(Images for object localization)

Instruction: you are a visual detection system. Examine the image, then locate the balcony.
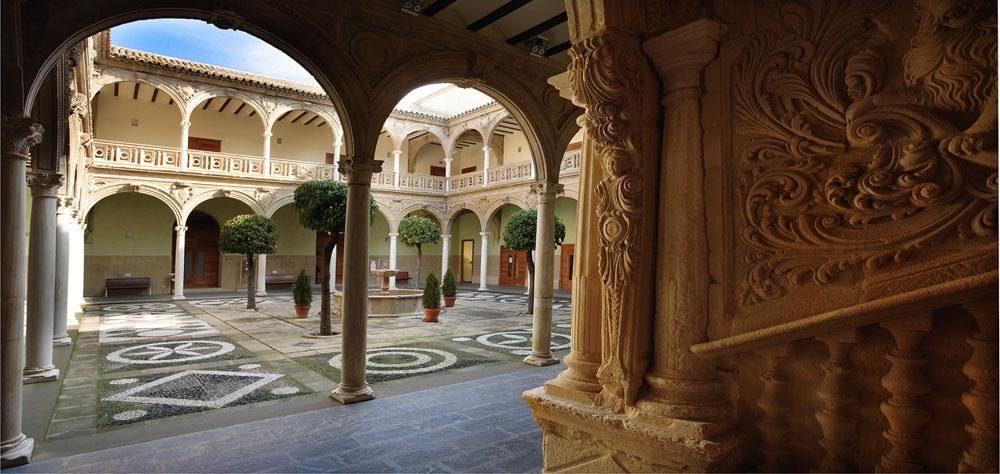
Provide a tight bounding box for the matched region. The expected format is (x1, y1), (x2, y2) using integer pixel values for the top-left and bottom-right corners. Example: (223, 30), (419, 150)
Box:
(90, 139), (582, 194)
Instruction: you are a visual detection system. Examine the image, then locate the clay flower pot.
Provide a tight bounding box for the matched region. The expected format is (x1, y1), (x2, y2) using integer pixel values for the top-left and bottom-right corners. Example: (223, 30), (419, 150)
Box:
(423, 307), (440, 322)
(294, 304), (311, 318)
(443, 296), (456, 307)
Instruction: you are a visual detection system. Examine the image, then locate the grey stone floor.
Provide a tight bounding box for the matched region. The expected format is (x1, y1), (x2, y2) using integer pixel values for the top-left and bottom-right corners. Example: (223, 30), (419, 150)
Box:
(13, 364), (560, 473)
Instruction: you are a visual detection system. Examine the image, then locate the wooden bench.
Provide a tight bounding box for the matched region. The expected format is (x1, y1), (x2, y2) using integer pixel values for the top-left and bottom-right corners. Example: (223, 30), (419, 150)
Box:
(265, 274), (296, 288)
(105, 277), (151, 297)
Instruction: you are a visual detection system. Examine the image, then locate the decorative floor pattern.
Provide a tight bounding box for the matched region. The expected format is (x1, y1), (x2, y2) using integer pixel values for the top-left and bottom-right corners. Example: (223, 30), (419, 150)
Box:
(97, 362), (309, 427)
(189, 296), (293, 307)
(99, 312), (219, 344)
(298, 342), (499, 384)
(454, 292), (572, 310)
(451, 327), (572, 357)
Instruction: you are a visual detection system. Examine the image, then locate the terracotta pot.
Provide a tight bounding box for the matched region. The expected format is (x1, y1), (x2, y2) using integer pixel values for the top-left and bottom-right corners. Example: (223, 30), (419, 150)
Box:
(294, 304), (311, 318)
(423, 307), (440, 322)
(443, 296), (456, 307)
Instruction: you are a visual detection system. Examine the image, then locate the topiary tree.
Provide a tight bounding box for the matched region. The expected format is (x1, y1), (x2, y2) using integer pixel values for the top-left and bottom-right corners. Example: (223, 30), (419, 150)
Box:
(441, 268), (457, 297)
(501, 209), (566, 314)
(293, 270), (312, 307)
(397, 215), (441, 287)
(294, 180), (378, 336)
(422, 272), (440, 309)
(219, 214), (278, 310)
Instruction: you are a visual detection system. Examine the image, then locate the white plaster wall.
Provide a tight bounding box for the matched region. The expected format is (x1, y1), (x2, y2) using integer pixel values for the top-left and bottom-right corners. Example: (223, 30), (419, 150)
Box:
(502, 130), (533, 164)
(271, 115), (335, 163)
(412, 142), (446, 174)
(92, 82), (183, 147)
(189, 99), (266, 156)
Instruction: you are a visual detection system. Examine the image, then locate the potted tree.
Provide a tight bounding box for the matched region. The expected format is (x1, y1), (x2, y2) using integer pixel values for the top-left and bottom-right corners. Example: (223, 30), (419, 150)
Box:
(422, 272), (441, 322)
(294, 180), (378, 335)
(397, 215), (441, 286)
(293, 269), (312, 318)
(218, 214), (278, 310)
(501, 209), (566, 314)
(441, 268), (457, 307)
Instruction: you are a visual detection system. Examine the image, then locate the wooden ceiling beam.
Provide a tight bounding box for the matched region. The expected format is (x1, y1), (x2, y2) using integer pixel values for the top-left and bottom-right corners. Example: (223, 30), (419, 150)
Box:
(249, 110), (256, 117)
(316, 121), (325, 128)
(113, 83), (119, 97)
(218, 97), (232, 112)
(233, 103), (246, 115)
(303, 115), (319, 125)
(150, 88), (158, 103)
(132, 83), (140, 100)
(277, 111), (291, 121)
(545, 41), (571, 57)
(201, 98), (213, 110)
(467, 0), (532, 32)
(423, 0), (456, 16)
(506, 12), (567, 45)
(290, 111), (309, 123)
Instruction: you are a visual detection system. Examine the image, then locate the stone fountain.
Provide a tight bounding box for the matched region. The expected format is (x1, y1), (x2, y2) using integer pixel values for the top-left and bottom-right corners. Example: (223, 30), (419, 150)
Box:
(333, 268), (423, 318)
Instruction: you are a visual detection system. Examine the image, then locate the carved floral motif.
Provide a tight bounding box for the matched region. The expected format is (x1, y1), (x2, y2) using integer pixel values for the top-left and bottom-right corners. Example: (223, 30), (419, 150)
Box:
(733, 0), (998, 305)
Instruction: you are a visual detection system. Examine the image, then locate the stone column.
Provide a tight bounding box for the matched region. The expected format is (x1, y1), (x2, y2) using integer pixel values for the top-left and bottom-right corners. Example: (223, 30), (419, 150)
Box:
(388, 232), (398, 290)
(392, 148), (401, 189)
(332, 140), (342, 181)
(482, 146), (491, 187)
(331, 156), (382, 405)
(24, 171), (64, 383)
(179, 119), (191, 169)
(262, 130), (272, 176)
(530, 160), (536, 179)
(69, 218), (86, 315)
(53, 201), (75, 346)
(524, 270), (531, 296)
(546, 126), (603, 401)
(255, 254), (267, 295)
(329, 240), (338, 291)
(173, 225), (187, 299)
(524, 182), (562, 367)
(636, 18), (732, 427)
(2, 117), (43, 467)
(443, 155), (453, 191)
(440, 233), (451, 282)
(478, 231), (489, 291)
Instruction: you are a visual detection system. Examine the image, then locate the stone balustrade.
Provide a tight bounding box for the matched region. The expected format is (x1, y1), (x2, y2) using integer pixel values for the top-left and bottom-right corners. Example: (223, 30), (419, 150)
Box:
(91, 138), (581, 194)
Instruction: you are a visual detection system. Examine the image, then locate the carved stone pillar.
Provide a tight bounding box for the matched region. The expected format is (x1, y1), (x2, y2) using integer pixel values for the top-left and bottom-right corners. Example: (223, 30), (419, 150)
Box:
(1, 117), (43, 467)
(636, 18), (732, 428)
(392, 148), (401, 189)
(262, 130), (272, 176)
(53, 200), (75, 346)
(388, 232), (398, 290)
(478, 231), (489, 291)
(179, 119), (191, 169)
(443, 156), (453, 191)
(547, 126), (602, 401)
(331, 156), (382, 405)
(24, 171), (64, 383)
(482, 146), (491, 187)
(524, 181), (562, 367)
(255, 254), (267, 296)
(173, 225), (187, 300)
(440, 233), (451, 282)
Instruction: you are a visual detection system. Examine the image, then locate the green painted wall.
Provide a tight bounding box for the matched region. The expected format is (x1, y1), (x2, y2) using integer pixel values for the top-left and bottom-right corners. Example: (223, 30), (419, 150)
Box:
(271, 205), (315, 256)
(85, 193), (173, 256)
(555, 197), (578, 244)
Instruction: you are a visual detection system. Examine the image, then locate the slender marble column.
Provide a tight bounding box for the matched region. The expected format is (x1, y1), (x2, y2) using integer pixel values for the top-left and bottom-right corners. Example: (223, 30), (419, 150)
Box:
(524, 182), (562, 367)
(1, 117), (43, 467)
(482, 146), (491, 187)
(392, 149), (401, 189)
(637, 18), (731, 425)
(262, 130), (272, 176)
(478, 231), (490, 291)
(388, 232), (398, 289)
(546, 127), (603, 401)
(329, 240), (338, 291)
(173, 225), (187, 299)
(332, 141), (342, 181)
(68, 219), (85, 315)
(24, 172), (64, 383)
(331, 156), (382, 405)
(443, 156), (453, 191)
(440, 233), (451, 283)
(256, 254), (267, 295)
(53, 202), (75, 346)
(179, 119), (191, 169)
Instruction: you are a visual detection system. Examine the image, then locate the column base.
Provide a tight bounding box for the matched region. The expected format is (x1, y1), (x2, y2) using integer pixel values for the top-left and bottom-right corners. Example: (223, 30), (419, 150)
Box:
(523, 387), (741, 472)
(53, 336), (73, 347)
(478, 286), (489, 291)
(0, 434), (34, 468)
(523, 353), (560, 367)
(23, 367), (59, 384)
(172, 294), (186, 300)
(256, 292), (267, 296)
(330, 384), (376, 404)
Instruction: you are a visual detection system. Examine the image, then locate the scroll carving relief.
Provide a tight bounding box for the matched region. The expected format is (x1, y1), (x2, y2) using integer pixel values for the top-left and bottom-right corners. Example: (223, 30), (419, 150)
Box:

**DIRECTIONS**. Nothing but the lines from the start of the records through the line holding "decorative floor pattern." should be printed, exactly as written and with the pictures left out.

**RESULT FOR THIS EXERCISE**.
Instruction: you are a visual detection system. Examine the image, then locate the balcony.
Provide a tight bounding box for the matched region. The expected format is (x1, y1), (x2, y2) using integer pixel values for the top-left and bottom-right corners. Example: (223, 30), (419, 150)
Box:
(90, 139), (582, 194)
Instruction: you are a visual detection system. Examine the image, then locate the clay flower pot.
Provide a tight bounding box for the matched region. The expected format is (x1, y1), (x2, y2) using integer pixel values for the top-left and bottom-right corners. Example: (223, 30), (419, 150)
Box:
(423, 307), (440, 322)
(294, 304), (311, 318)
(443, 296), (456, 307)
Instruction: you are a visual detection system. Examine the image, then locate the grey stone floor.
Provide a tight bounding box for the matched region. The expected format is (x1, y1), (x2, y2) using integer pixel values for the top-left and bottom-right corners. Example: (223, 30), (419, 150)
Box:
(13, 364), (560, 473)
Instruction: you are a visual detection system. Examine the image, then locate the wooden bench.
Provide a tight bounding box for the matched region. The expected format is (x1, y1), (x2, y2) using integer pixel values for the top-left and bottom-right corners. Example: (223, 30), (419, 150)
Box:
(265, 274), (296, 288)
(105, 277), (151, 297)
Instruction: you are a visual detection system. Examine the image, then locate the decorative floor pattern.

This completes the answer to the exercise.